══ Records to process ══

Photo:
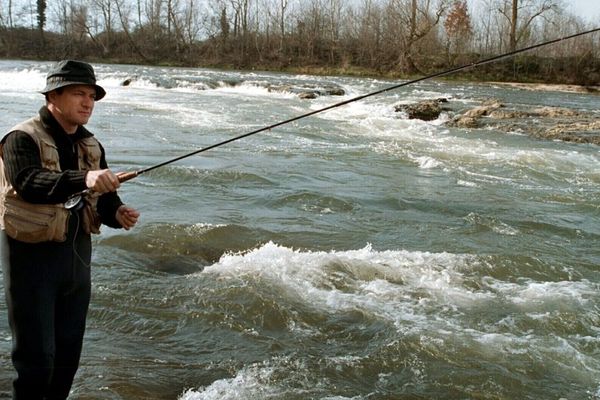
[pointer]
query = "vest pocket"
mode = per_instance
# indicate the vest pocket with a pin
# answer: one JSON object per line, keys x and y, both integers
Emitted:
{"x": 34, "y": 223}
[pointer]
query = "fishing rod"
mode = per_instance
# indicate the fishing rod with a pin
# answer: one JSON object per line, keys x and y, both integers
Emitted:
{"x": 126, "y": 176}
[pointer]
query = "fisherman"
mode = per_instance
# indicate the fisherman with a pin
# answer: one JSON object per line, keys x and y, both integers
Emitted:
{"x": 45, "y": 247}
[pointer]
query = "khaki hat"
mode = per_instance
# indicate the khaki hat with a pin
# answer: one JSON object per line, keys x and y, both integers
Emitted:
{"x": 69, "y": 72}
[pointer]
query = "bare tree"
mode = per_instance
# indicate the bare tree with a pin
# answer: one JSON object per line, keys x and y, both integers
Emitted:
{"x": 520, "y": 15}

═══

# What this task involves
Copy the material above in full and exactly, skipping pictures.

# Output below
Photo:
[pointer]
query = "vest pocket"
mode = per_instance
# indicate the vest pocket with a pin
# answer: one JSON object per line, keys x and y, both integers
Emitted:
{"x": 34, "y": 223}
[pointer]
query = "fishing rod"
mode = per_instance
# indicate the fishing rod with a pin
# answer: one JSON object per line, keys x and y, both integers
Emitted:
{"x": 126, "y": 176}
[pointer]
query = "fisherman"
mode = per_instance
# indicate the fisherman with a pin
# answer: one JSON object per line, keys x and y, both integers
Emitted:
{"x": 45, "y": 247}
[pointer]
query = "khaki hat"
mode = per_instance
# indicate the khaki hat with a pin
# answer: one JSON object per line, keys x and y, both integers
Emitted:
{"x": 69, "y": 72}
[pointer]
query = "bare tree"
mode = per_instance
# indicate the bare tree with a pin
# answer: one JSON object per line, keys x and y, both integers
Emitted:
{"x": 520, "y": 15}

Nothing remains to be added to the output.